Records excerpted from a collection:
....................

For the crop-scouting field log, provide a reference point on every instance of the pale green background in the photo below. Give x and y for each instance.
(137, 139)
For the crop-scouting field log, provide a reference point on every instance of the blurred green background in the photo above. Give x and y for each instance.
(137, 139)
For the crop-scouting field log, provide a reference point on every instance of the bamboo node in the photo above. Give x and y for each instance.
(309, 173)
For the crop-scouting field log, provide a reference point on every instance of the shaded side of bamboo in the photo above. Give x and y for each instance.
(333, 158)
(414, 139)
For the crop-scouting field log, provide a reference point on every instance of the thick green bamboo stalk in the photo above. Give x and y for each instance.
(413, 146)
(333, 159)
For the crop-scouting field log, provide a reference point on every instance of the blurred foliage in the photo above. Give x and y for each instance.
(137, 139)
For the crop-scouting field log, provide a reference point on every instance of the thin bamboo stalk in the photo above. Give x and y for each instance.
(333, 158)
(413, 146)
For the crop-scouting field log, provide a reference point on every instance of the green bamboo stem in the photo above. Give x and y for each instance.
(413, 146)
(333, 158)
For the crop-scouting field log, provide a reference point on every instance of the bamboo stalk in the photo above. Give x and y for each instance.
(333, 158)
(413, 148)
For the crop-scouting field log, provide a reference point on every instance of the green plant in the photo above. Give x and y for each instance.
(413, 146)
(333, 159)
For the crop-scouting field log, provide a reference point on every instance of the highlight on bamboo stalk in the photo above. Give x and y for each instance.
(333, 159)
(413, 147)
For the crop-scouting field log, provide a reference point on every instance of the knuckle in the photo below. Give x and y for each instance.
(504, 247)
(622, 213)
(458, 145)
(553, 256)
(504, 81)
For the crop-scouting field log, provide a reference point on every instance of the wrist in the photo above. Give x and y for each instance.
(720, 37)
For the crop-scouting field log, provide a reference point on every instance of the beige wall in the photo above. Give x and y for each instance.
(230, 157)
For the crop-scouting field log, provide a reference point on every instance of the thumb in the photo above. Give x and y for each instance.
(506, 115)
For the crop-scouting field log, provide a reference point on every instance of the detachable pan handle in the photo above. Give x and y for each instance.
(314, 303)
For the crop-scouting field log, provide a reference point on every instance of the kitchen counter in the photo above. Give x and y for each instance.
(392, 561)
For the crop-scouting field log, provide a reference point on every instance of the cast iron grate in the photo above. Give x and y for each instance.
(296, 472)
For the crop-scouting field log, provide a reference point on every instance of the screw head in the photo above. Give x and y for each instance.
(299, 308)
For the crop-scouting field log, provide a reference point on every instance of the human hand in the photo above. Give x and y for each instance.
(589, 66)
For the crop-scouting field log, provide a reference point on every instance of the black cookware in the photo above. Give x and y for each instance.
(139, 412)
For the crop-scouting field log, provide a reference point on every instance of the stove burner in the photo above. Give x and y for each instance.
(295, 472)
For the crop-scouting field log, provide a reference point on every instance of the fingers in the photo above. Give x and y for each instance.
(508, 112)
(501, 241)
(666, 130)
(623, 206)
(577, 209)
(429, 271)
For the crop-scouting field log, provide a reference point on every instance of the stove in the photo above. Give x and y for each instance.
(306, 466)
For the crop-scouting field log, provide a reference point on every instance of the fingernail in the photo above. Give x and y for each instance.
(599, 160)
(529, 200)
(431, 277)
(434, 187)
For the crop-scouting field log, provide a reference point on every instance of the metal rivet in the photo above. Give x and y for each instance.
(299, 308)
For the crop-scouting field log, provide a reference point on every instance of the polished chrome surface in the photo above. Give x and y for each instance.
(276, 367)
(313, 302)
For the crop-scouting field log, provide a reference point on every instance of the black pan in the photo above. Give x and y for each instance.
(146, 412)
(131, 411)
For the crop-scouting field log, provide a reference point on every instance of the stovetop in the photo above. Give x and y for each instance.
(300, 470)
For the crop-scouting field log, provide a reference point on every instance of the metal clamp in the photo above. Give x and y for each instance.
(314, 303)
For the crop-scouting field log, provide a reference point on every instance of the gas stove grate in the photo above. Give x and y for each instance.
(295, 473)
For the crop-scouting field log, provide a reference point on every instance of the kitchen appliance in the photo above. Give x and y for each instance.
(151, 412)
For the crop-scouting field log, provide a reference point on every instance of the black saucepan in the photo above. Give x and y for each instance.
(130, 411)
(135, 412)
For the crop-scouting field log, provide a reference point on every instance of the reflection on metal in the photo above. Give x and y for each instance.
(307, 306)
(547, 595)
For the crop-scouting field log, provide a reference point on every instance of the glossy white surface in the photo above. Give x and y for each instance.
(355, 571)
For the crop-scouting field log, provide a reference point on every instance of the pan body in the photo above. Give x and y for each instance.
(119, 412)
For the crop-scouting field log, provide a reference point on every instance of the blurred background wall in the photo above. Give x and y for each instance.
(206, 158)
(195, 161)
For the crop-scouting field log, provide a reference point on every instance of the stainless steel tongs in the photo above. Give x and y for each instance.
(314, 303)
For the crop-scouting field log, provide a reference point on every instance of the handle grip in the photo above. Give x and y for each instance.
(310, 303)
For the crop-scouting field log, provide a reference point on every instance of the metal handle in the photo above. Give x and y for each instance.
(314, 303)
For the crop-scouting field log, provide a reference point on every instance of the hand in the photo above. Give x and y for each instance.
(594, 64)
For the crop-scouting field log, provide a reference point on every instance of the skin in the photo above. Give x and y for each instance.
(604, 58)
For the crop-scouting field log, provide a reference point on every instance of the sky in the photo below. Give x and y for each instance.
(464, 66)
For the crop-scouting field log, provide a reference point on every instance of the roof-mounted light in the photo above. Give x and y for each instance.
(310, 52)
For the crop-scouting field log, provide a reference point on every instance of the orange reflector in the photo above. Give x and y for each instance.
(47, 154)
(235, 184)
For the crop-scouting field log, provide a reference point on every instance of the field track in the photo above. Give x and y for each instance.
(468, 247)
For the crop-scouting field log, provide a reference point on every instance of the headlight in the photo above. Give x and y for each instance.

....................

Task goal
Nothing but the lines from the one holding "of the skin" to the end of the entries should be returned, each exactly as it stands.

Answer box
For the crop-scouting field log, provide a reference point on every instance of the skin in the photo above. Give x and y for each instance.
(604, 58)
For the crop-scouting field log, provide a reference point on every instance of the sky in the photo below. Give x and y for each instance.
(464, 66)
For the crop-scouting field log, provide a reference point on every instance of the roof-mounted light in the photo above. Give x and y for each instance.
(310, 52)
For the crop-scouting field log, provide a reference point on every instance of the orange reflector in the photo above. Give x and y for each instance.
(47, 154)
(235, 184)
For the crop-scouting field log, provide a reference point on every instance of the field track in the photo above. Give x and y for each instance.
(468, 247)
For the crop-scouting field log, provide a reference point on every instance of the headlight in the photo above. Give x and y for each instance.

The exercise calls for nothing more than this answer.